### YOUR INSTRUCTIONS
Output every one of the lines below, from the line containing "Where can the hole punch be" through the last line, both included, with nothing changed.

* Begin *

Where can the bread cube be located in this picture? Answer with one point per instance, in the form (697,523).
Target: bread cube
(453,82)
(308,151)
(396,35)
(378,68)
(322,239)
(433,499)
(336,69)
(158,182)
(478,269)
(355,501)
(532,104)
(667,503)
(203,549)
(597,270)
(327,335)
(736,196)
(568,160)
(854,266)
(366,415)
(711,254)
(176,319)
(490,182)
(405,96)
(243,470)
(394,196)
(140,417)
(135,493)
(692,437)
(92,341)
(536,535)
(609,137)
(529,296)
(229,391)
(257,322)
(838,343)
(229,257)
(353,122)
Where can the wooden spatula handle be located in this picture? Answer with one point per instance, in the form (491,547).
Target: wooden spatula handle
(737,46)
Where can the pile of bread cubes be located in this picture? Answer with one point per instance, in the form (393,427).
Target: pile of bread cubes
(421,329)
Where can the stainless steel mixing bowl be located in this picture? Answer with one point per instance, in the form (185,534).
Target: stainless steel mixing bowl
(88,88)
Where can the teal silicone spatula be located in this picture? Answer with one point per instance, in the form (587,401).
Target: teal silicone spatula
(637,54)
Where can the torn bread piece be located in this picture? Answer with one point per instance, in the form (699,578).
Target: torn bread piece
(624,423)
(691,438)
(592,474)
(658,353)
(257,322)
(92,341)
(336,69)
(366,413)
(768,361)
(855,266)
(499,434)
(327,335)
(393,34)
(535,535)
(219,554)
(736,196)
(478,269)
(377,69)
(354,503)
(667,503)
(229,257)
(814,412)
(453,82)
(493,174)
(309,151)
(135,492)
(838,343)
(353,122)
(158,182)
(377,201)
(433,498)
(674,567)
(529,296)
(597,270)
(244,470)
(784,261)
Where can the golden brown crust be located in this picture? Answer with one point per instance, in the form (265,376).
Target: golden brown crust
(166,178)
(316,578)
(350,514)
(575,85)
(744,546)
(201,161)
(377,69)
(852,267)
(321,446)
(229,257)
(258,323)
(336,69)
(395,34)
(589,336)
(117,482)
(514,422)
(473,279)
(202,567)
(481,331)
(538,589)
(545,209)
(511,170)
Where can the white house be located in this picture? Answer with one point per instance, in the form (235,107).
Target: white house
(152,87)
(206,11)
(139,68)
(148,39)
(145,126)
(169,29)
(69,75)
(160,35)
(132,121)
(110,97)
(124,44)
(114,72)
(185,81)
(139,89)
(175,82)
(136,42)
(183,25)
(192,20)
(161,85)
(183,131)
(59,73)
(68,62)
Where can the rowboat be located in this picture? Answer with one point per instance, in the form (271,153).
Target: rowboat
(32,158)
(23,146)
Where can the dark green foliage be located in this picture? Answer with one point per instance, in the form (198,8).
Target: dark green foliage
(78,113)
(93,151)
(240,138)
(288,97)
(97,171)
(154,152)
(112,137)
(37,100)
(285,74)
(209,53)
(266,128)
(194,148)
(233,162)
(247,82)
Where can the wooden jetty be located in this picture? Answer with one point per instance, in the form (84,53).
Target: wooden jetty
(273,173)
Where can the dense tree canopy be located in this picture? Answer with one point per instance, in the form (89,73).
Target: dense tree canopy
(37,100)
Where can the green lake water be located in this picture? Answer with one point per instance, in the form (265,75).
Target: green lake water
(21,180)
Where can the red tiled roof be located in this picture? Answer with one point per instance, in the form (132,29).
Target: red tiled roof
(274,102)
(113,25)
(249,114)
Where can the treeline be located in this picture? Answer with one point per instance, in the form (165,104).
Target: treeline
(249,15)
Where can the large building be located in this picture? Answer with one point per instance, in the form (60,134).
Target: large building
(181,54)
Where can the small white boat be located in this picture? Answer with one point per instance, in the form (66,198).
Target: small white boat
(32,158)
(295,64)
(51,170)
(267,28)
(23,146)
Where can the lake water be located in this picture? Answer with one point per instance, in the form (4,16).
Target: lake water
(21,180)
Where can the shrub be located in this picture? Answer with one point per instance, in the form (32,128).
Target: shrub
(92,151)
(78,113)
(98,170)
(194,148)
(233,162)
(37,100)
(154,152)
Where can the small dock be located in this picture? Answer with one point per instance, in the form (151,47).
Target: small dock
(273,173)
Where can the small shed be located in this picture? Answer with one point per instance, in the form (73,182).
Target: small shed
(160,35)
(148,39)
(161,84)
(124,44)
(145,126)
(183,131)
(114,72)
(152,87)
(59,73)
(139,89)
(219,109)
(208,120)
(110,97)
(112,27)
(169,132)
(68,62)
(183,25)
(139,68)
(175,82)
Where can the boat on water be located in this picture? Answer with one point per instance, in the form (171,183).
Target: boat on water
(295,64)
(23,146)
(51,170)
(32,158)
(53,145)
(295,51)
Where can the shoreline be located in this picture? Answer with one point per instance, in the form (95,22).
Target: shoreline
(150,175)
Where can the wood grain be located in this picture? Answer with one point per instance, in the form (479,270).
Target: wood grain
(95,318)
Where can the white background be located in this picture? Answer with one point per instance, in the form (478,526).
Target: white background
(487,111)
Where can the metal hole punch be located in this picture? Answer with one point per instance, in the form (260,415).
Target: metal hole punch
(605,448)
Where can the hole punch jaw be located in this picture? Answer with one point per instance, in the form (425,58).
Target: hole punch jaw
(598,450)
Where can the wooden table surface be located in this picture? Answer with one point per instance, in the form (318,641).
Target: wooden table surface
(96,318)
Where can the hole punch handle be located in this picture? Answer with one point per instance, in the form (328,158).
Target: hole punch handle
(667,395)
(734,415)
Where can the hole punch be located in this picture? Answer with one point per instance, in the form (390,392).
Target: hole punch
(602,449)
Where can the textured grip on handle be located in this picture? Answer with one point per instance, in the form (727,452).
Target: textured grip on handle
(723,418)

* End *

### COMPLETED TASK
Where can the hole punch be located in this picture? Answer with one point per instance, in the form (390,392).
Target: hole punch
(602,449)
Where can the textured grip on handle be located in this picture? Answer with one point per instance, in the form (727,452).
Target: textured grip on handle
(723,418)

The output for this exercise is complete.